**Given exercise A:** Please output, unchanged, every line of the records from the line containing "In the photo above, where can the white" through the final line of the records, both ends included.

[OPE-L:5658] Re: Re: Re: Marx's theory as a quantitative theory

From: Rakesh Narpat Bhandari (rakeshb@Stanford.EDU)
Date: Wed May 23 2001 - 16:43:47 EDT


In 5657 Chris quotes Marx:

>"Political economy has indeed analysed value and its magnitude, however
>incompletely, and has uncovered the content concealed within these forms.
>But it has never once asked the question why this content has assumed that
>particular form, that is to say, why labour is expressed in value, and why
>the measurement of labour by its duration is expressed in the magnitude of
>the value of the product"
>
social labor time can only be represented by way of the value of the 
commodity because due to class relations, viz. the private control of 
production,  producers only have contact with each other through the 
objects of their labor.   If not for the class relations of private, 
commodity production by means of wage labor, labor time would not be 
represented by the value of its objectifications.

**Supplied records:**
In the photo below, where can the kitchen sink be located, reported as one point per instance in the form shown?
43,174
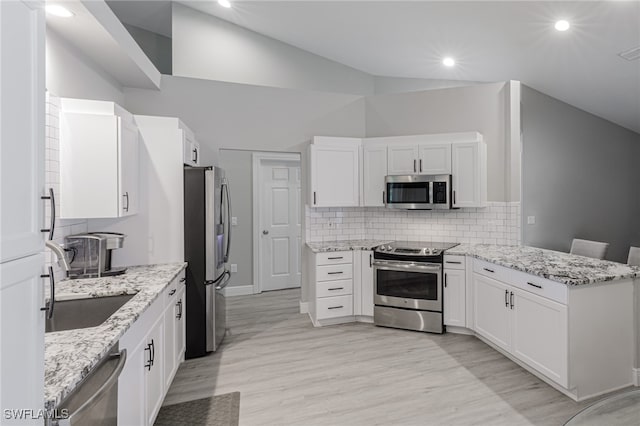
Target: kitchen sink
83,313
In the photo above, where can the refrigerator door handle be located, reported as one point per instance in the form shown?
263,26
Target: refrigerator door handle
225,188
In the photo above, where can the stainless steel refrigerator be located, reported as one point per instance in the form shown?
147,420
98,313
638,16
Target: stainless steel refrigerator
207,238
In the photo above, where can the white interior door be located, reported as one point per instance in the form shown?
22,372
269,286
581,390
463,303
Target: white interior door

**Given exercise B:** Continue the message on Marx's account of labor and value from where it stops.

**Task response A:**
In the photo above, where can the white interior door be located, reported as one point per instance in the form shown?
22,372
269,286
581,390
463,303
Target: white interior door

**Task response B:**
But Marx's critique of classical economy's blindness to the historic 
preconditions of the phenomena of which it attempted a not wholly 
unsuccessful scientific investigation goes back to at least the Notes 
on Mill (more importantly, Marx accepts Richard Jones's critique of 
Ricardo's rent theory because Ricardo fails to understand that the 
laws that he attempts to lay out depend on historical preconditions 
such as the mobility of labor power, the emergence of industrial 
capital, etc, and not just transhistoric factors such as differential 
fertility and proximity to the market). How we are to characterize 
this kind of critique and the errors which it exposes raises 
important questions about the nature of Marx's theory of scientific 
knowledge.


>  It is because capital
>cares about time that labours are commensurated by time, and not  v.v.
>Once the form-determinations are in place the illusion arises that labour
>time is value.


But, Chris, why do you say that capital cares about (labour?) time 
rather than (say) abstract wealth? Or what is the relation between 
time and the abstract form of wealth? It would seem that capital 
cares about abstract wealth the measure of which may then be labor 
time?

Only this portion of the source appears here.